▸ ABOUT THIS EXERCISE: The answer should contain all of the data, retyped without any alteration.

**** EXCERPTED RECORDS ****

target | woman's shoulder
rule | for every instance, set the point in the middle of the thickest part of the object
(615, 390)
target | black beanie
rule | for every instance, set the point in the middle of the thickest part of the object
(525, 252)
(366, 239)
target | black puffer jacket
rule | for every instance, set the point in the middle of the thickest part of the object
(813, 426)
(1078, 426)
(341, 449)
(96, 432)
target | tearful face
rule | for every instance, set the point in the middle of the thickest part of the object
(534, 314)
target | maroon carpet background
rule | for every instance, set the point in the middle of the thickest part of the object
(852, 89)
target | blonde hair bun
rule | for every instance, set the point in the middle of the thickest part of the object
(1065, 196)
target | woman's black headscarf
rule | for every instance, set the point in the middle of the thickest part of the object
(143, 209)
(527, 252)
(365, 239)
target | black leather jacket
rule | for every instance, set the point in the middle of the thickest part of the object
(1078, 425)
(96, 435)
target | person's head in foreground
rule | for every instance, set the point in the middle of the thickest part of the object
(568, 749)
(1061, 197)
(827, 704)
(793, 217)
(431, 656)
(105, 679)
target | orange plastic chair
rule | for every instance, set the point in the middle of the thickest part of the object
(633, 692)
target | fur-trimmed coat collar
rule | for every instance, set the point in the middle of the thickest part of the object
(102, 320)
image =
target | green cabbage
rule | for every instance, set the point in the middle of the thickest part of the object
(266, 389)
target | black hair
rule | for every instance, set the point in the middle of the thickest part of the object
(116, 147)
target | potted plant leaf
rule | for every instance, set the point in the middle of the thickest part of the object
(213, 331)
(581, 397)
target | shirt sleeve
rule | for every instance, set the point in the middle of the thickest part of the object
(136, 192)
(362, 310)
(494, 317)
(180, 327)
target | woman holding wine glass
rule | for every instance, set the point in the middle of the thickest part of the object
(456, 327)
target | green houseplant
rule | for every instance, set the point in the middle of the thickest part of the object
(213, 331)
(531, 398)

****

▸ RESPONSE FOR THIS EXERCISE:
target | woman's shoulder
rule | for every instance, set the point in the middle of the thickest part of the object
(615, 390)
target | black beanie
rule | for every instance, set the point in the middle of the thickest part of the object
(525, 252)
(366, 239)
target | black puffer jacket
rule | for every instance, set the point in the middle of the thickest part of the object
(813, 426)
(1078, 426)
(341, 449)
(96, 432)
target | tearful face
rule | for every instance, set the point in the middle of the thickest part of the object
(534, 314)
target | maroon carpet background
rule | for every instance, set the point in the middle of the thickest part of the object
(852, 89)
target | blonde hair bun
rule | for every instance, set the point in the middle of the thickest part of the object
(1065, 196)
target | woman's black headscarf
rule | for every instance, set the point in the middle of the thickest part of the object
(143, 209)
(527, 252)
(365, 239)
target | black leather jacket
rule | for every instance, set the point in the middle of the thickest part of the object
(1078, 425)
(96, 435)
target | person's head in foreground
rule | for every instance, set the point in the middle of the thickest part of the object
(568, 749)
(1061, 197)
(827, 704)
(793, 217)
(431, 656)
(105, 679)
target | orange plastic chair
rule | for every instance, set the point in the middle of the thickest part of the object
(633, 692)
target | fur-trimmed coat collar
rule | for every instance, set the point in the middle of the thickest part of the object
(102, 320)
image =
target | green cabbage
rule | for every instance, set the point in the middle of the thickest part of the object
(266, 389)
target | black hair
rule | for every instance, set the point in the middle of the thickest part of the object
(116, 147)
target | potted plant leaf
rule | for every instance, set the point in the middle of the thickest part of the object
(213, 331)
(581, 397)
target | shirt sleeve
rule | for every instance, set the point in the middle of the thickest part of the object
(136, 192)
(362, 310)
(494, 317)
(180, 327)
target | woman holding wine glass
rule | for every instance, set the point in the middle of the thickest part of the object
(456, 327)
target | green houseplant
rule | for every instance, set the point in the middle of the thickest part of the object
(213, 331)
(531, 398)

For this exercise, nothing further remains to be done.